TASKS TO PERFORM:
**A)** Write out the part of the NotebookLM frontend requirements between "NotebookLM Frontend Requirements" and "count, last updated)", inclusive.
**B)** In the NotebookLM frontend requirements, what happens when a new source is added?
**C)** Pick up the NotebookLM frontend requirements after their last line and keep writing.

TEXT UNDER STUDY:
——————

NotebookLM Frontend Requirements

Tech Stack: Next.js 15 + Tailwind v4 + ShadCN UI + Lucide + TypeScript (matches Builder)

Pages/Features:

  1. Dashboard — overview of knowledge base (source count, chunk count, last updated)
  2. Sources — list all sources, add new ones, see processing status, remove sources
  3. Chat — conversational interface with source citations in responses
  4. Browse — explore indexed content, search within knowledge base
  5. Settings — LLM config, embedding model, persona settings

Key Behaviors:

  • Adding a new source triggers AgentZero to process it (same pipeline as initial deploy)
  • Chat responses include citations linking back to source chunks
  • Processing is async — user sees real-time status updates

Tech Stack

  • Builder UI: Next.js 15 + Tailwind v4 + Framer Motion + ShadCN UI + Lucide + TypeScript
  • NotebookLM Frontend: Same stack (bundled into container)
  • Generated Containers: AgentZero (Python, Docker)
  • Transcription: Faster Whisper (inside container or remote GPU endpoint)

——————

(Stored data)
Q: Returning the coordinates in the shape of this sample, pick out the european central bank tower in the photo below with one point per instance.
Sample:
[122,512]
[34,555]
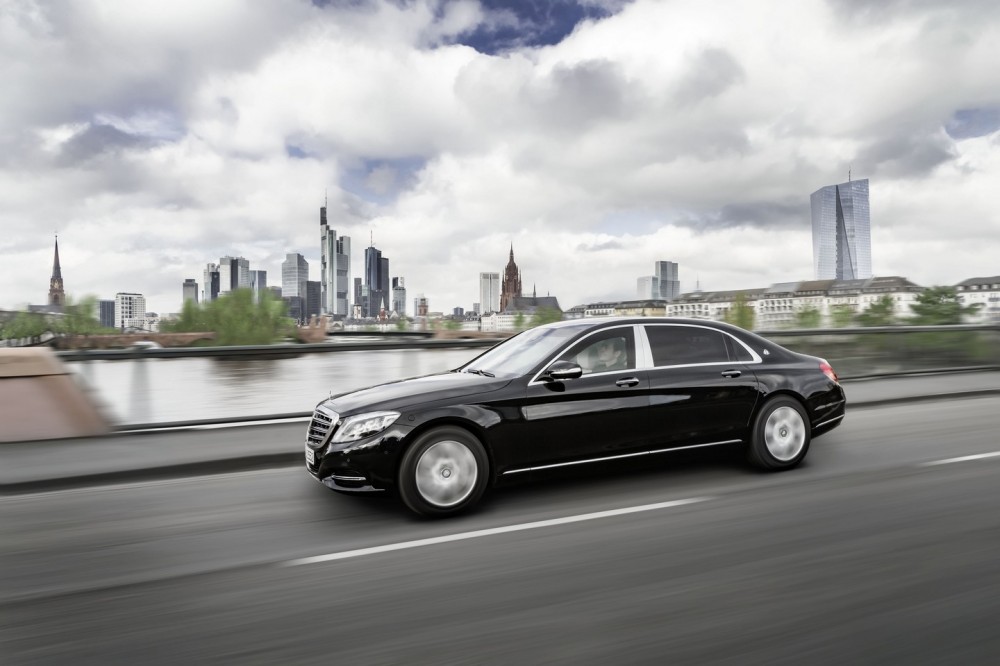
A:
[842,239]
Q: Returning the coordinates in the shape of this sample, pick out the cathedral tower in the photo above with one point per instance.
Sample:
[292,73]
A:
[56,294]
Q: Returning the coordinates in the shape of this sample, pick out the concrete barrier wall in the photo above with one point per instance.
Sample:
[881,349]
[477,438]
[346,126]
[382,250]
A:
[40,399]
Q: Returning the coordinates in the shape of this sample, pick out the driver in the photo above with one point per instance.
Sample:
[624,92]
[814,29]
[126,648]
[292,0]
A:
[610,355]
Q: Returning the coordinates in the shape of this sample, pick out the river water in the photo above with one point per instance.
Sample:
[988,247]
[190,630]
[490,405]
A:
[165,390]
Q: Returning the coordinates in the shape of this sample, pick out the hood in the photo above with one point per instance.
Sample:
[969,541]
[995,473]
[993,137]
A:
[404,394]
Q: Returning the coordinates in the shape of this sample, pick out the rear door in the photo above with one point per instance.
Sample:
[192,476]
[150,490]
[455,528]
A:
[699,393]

——————

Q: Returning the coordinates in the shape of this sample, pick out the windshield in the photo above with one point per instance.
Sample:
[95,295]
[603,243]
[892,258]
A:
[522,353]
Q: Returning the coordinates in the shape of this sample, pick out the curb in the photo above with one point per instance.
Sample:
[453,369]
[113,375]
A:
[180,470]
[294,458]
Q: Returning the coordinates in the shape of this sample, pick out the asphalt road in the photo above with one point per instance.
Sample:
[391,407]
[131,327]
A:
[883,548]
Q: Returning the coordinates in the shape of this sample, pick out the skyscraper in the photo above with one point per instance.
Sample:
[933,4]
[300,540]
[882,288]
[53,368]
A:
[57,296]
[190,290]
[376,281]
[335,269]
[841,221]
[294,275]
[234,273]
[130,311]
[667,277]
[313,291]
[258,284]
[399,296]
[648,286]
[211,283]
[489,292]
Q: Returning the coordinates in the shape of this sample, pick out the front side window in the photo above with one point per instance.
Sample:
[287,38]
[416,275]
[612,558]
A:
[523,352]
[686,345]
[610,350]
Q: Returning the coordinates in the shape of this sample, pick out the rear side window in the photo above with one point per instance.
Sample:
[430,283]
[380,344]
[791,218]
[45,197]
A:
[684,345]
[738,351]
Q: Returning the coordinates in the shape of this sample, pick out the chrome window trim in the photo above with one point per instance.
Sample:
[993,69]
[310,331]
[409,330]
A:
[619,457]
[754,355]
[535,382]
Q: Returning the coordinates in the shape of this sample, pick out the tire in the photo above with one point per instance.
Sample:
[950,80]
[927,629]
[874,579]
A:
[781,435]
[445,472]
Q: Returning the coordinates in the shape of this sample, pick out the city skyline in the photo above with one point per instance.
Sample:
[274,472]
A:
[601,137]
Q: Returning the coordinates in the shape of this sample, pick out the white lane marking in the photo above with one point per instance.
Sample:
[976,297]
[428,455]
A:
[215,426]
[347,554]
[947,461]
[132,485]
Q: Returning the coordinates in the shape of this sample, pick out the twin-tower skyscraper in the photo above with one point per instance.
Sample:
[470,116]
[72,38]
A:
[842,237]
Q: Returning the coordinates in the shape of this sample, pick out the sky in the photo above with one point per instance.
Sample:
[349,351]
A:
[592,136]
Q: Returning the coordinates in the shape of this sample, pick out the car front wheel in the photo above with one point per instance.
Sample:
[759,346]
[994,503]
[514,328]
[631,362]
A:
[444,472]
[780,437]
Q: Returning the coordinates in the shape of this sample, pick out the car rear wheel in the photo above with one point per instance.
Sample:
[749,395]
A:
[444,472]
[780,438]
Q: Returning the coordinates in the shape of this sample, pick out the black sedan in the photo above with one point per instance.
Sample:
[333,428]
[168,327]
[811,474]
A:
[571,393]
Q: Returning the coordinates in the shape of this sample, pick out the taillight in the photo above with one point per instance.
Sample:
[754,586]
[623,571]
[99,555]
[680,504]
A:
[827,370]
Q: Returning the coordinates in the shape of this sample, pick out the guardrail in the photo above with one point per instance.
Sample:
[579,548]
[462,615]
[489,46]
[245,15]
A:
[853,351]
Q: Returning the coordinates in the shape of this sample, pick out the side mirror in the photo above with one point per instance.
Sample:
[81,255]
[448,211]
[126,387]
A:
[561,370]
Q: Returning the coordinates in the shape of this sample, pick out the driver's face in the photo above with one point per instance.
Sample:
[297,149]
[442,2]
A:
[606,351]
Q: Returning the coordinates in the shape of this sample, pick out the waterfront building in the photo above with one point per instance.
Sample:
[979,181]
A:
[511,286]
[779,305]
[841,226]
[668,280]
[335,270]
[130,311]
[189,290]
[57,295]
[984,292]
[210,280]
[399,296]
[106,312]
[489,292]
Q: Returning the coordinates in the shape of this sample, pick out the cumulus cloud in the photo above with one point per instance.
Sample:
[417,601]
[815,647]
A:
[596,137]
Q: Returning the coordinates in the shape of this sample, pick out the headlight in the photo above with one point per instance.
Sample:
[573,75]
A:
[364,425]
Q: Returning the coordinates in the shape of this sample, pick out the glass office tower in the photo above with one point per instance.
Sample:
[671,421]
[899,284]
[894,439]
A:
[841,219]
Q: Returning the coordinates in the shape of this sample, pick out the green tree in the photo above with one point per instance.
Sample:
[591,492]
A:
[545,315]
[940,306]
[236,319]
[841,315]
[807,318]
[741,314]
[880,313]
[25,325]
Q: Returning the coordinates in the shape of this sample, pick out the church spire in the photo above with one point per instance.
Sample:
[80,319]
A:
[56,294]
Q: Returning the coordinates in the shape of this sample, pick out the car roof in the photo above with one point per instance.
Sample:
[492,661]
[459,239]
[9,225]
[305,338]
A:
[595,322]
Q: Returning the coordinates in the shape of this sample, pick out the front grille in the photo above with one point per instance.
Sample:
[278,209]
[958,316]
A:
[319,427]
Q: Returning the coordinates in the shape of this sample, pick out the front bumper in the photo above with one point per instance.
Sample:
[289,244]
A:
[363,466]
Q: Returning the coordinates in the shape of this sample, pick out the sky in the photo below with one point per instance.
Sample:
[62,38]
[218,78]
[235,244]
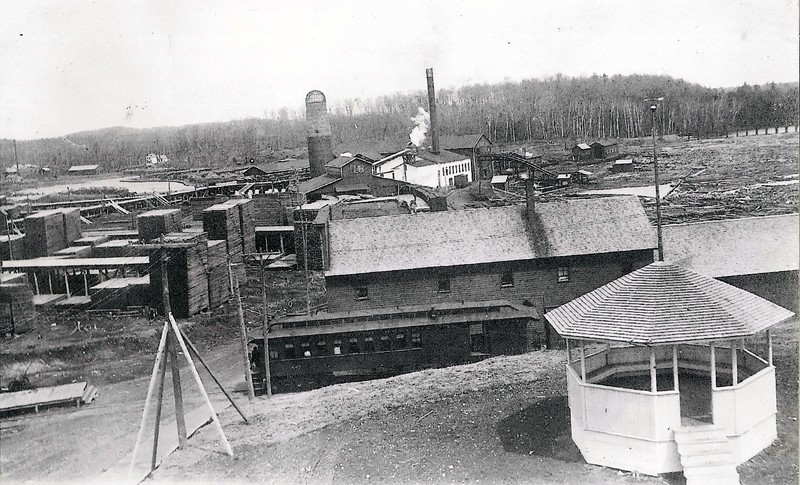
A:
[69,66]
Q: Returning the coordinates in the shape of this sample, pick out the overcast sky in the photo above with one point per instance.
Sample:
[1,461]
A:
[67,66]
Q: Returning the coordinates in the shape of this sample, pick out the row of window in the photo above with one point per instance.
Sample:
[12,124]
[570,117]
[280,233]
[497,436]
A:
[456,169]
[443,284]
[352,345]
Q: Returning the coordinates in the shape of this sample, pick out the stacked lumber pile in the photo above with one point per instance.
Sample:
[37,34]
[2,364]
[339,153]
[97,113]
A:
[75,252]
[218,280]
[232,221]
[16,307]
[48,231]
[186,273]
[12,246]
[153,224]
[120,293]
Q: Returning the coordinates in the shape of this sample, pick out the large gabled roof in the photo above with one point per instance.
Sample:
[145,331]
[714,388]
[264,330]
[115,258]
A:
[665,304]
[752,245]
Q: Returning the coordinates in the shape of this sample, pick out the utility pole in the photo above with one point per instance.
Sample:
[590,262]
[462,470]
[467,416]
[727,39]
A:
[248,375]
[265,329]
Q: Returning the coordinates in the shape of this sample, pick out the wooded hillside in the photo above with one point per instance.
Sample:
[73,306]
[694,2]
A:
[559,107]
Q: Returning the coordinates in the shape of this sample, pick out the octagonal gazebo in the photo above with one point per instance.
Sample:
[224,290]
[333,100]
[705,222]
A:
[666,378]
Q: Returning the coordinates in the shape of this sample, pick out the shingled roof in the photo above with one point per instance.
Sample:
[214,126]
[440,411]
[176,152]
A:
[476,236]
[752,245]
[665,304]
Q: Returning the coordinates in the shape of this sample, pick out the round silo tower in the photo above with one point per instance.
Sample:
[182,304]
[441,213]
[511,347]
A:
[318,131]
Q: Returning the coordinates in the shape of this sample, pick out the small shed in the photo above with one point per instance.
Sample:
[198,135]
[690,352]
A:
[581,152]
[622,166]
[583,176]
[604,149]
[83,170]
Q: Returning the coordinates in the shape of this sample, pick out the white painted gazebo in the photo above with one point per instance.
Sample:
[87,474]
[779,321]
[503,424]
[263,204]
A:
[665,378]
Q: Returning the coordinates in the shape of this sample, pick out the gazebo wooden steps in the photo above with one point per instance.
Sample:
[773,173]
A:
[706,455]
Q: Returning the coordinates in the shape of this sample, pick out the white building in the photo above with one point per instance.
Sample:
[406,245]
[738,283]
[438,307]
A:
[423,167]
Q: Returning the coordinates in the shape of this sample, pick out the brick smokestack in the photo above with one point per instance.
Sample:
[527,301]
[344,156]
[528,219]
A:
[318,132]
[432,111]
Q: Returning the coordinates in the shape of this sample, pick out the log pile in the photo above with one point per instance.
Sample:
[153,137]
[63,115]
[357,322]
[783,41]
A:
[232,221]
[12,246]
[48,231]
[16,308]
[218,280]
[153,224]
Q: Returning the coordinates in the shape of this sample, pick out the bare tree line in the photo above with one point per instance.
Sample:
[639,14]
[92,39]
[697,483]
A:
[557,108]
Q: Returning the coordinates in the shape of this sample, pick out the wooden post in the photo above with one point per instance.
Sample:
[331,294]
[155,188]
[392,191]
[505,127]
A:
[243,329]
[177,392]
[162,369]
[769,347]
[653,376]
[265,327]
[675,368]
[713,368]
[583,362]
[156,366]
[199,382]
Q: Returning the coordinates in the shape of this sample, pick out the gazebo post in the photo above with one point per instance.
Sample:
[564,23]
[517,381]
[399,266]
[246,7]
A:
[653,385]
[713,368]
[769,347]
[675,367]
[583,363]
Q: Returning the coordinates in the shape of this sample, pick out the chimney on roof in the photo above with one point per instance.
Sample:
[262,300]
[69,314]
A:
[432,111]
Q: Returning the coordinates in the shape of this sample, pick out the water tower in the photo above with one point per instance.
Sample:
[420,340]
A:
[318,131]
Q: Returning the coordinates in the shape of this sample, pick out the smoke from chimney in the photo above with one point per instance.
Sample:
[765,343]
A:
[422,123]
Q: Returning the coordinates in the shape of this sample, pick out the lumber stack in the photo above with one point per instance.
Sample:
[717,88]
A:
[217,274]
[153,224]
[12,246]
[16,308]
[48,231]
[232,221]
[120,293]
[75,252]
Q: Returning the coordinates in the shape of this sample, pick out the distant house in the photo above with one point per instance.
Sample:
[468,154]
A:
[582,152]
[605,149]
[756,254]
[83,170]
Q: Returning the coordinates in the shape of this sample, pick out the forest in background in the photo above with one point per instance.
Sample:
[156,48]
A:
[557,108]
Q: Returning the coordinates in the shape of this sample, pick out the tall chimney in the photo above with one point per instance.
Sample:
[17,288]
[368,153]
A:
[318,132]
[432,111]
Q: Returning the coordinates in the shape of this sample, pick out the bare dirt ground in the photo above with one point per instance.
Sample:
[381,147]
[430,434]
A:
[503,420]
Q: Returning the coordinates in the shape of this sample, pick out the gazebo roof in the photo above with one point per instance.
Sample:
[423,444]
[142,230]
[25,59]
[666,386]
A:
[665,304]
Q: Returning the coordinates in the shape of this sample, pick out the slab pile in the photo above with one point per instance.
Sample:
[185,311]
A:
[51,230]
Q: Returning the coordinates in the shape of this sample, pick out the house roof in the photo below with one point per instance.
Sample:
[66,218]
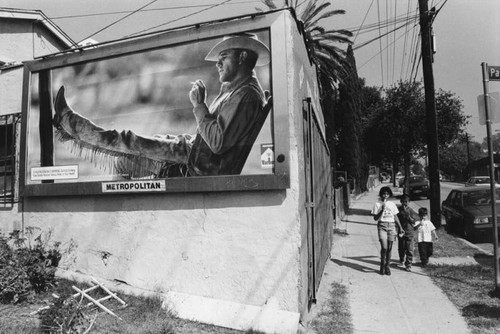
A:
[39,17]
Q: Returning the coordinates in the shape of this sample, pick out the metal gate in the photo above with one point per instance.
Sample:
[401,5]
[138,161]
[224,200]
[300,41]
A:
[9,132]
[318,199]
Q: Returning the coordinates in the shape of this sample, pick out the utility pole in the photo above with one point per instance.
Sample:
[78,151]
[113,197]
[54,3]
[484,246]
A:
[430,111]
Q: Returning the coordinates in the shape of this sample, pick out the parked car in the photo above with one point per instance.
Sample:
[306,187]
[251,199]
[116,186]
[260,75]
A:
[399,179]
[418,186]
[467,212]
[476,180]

——————

TASK ANSWERS:
**A)**
NotebookLM Frontend Requirements

Tech Stack: Next.js 15 + Tailwind v4 + ShadCN UI + Lucide + TypeScript (matches Builder)

Pages/Features:

  1. Dashboard — overview of knowledge base (source count, chunk count, last updated)

**B)** AgentZero processes it, using the same pipeline as the initial deploy.

**C)**
  • Embeddings: nomic-embed-text via Ollama (inside container or remote)
  • Vector DB: ChromaDB (inside container)
  • Container Runtime: Docker

Infrastructure

  • Builder runs on VM (192.168.86.45:3001)
  • Docker on VM for spinning up AgentZero containers
  • GPU box (192.168.86.40) available as remote Whisper endpoint
  • Generated containers are portable — run anywhere with Docker

What We Already Have

  • Builder UI scaffolded (Next.js 16, running at :3001, systemd service)
  • Onboarding flow (project create, source input)
  • Docker installed on VM
  • AgentZero Docker image available
  • yt-dlp working
  • Faster Whisper on GPU box
  • ChromaDB infrastructure
  • Ollama + nomic-embed-text

What Needs Building

  • Refactor Builder — remove all processing logic, make it a pure launcher
  • Container deployment engine — spin up AgentZero, inject config + source manifest
  • AgentZero boot processor — custom tool that reads source manifest and processes on startup
  • Data format tools for AgentZero — YouTube downloader, PDF parser, web scraper, transcription
  • NotebookLM frontend — full knowledge management UI (sources, chat, browse, settings)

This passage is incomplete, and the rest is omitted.